Dataset rows on where objects appear
>>>>
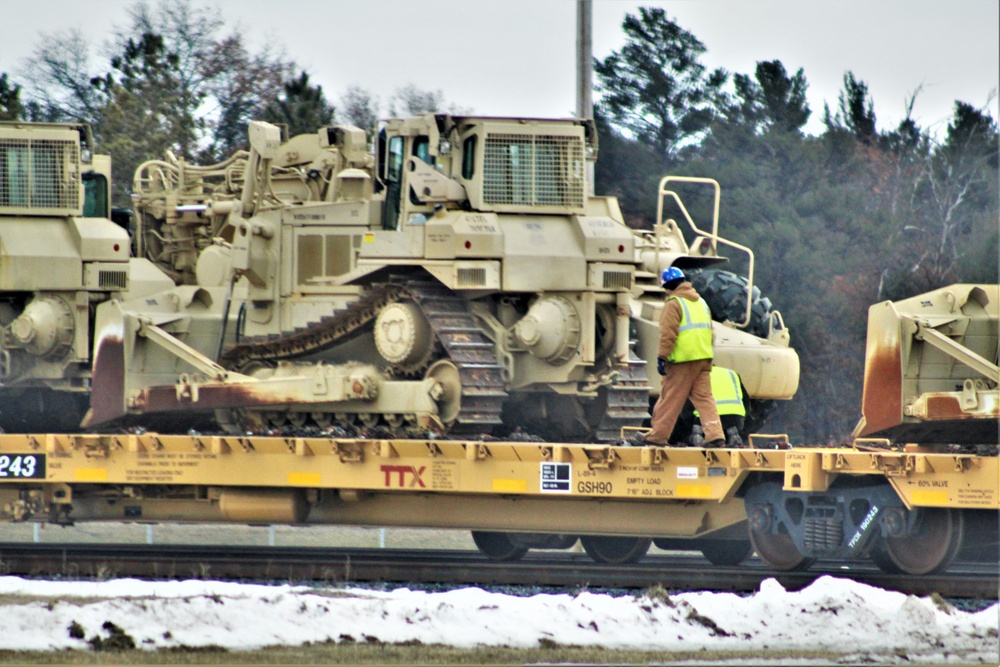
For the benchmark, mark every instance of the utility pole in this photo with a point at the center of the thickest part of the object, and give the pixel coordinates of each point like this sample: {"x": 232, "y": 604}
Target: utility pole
{"x": 584, "y": 60}
{"x": 585, "y": 72}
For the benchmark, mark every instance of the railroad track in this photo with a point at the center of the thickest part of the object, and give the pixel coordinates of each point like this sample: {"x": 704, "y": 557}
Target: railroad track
{"x": 555, "y": 569}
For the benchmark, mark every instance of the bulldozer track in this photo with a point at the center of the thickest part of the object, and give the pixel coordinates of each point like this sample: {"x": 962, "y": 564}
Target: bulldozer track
{"x": 458, "y": 339}
{"x": 627, "y": 399}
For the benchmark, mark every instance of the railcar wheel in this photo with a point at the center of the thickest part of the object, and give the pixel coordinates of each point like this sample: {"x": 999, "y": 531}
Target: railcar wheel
<<<<
- **Stated problem**
Your copy of the data above should match it exactly, except that pictures are left out.

- **Response for this exercise**
For the benchmark, mark every instance of the utility pole in this photo with a point at the center of the thickest part of the object, and give the pixel coordinates of each point like this sample: {"x": 232, "y": 604}
Target: utility pole
{"x": 584, "y": 60}
{"x": 585, "y": 72}
For the benchmark, mark every instance of the railroad track in this photo with a point at the center of the thickest part of the object, and give the pixel coordinates of each point like this sample: {"x": 704, "y": 557}
Target: railroad track
{"x": 555, "y": 569}
For the benchmark, mark every instance of the bulldozer track in this photo with a point at the center of the thickest part of the object, and give the pixel coordinates of each point like this sample: {"x": 962, "y": 564}
Target: bulldozer track
{"x": 458, "y": 339}
{"x": 627, "y": 399}
For the benchmark, mark every instance of the railcar wheel in this photo with a point at the center of the thickest part of the object, and give the pixel coordinates of each point like this sample: {"x": 999, "y": 531}
Target: railcar wheel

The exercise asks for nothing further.